> [Задание]
Замените «подводу» на «телегу» в отрывке о войне, начиная с «Адище войны снова» и заканчивая «бушующую наверху войну.», и приведите этот кусок целиком.

Адище войны снова вокруг нас и над нами, наши нервы на пределе. Над городом кружат самолеты. Упали первые бомбы. В последнюю минуту мы все же пытаемся достать подводу. Но ничего не выходит. Движущиеся через город голодные беженцы осаждают магазины: хлеба нет.
Артиллерийский огонь усилился и стал ближе. Город словно вымер. Мы смирились с неизбежностью и, как все, кто остался в городе, спрятались в подвале, чтобы пересидеть бушующую наверху войну.
Взрыв за взрывом сотрясают землю. Снаряды ложатся совсем близко. Не исключено, что нам никогда не выйти отсюда. Нас разнесут в клочья, хотя мы не принимаем участия в этом бою. Мир охвачен пожаром, а мы жертвы, потому что это наш мир. Это не благая смерть. Что я сделал не так в моей жизни, что я упустил, что я мог, что я должен был сделать, чтобы противостоять ужасу и предотвратить его? Я был коммерсантом в Мюнхене. Я жил тихо и честно. Я ни о чем не заботился. Этого было мало! Быть может, у меня была своя миссия. Будущее было даровано нам, а мы его упустили. Каждый человек в Европе страдает от ужасных событий, которые издевательски именуются «великой историей». История предстает передо мной в образе огромного упыря с головой Гитлера. В отчаянии я выбираюсь из подвала и вижу вдали тяжелые облака черного дыма, за ними море огня. После короткого затишья взрывы возобновляются. Барабанные перепонки на пределе.

> [Строки]

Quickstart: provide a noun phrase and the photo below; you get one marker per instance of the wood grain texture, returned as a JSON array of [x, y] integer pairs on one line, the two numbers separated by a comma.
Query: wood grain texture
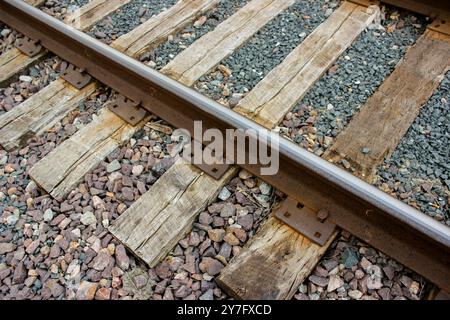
[[151, 234], [73, 162], [32, 118], [13, 62], [154, 224], [272, 265], [278, 259], [285, 85], [35, 3], [65, 166], [216, 45], [163, 25], [385, 118]]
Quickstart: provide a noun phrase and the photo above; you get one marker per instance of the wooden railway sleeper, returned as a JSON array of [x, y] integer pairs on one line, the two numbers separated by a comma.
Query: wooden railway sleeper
[[76, 77], [312, 224]]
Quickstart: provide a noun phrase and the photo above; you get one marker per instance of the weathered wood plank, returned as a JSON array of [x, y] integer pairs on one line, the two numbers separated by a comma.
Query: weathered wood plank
[[181, 14], [280, 258], [35, 3], [73, 164], [185, 205], [385, 118], [216, 45], [65, 166], [153, 225], [18, 125], [272, 265], [13, 62], [289, 82]]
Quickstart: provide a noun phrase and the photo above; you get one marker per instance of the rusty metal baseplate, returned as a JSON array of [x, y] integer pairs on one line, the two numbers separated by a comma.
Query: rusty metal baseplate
[[366, 3], [313, 225], [441, 24], [217, 169], [76, 77], [29, 46], [127, 109], [442, 295]]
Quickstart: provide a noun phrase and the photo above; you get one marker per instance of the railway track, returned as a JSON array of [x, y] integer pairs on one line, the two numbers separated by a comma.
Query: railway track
[[285, 249]]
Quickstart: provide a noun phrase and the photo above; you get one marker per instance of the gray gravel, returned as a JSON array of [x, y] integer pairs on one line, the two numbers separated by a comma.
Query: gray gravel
[[60, 8], [418, 172], [352, 270], [128, 18], [62, 250], [333, 100], [55, 8], [161, 55], [29, 82], [266, 49]]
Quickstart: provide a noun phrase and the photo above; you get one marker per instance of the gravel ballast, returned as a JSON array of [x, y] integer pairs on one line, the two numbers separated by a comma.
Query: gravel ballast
[[161, 55], [56, 8], [265, 50], [62, 250], [418, 172], [128, 18], [352, 270], [330, 104]]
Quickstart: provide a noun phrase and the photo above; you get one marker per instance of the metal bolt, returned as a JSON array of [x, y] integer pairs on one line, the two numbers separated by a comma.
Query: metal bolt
[[322, 215]]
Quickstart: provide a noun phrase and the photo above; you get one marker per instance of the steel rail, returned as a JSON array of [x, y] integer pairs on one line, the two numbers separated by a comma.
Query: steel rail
[[400, 231]]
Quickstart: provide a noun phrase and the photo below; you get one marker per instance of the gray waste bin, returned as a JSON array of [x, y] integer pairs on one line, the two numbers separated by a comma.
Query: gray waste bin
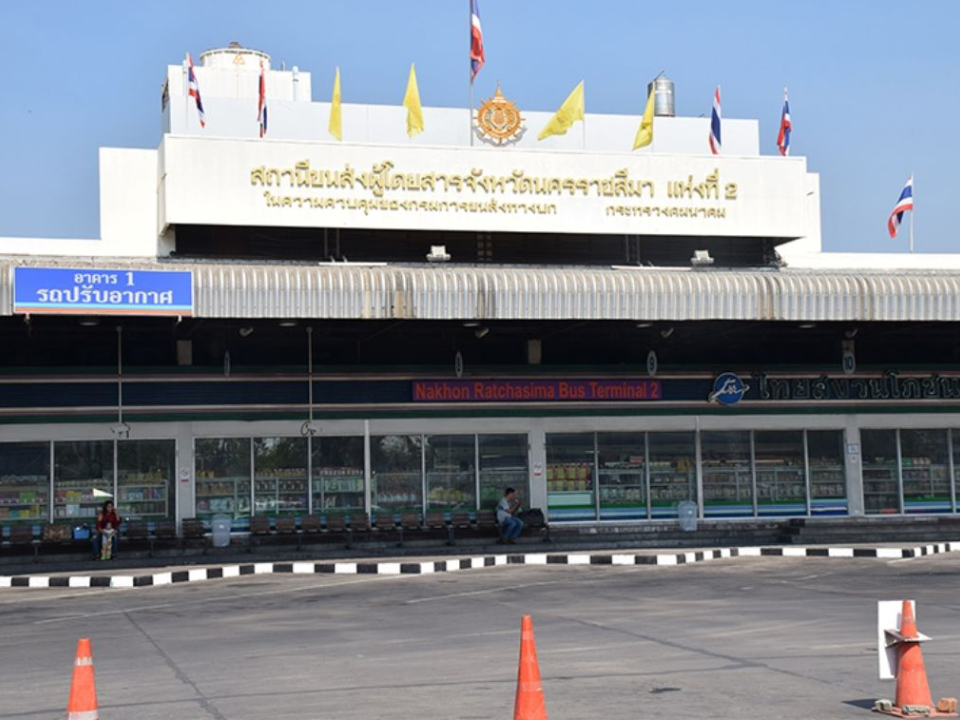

> [Ответ]
Адище войны снова вокруг нас и над нами, наши нервы на пределе. Над городом кружат самолеты. Упали первые бомбы. В последнюю минуту мы все же пытаемся достать телегу. Но ничего не выходит. Движущиеся через город голодные беженцы осаждают магазины: хлеба нет.
Артиллерийский огонь усилился и стал ближе. Город словно вымер. Мы смирились с неизбежностью и, как все, кто остался в городе, спрятались в подвале, чтобы пересидеть бушующую наверху войну.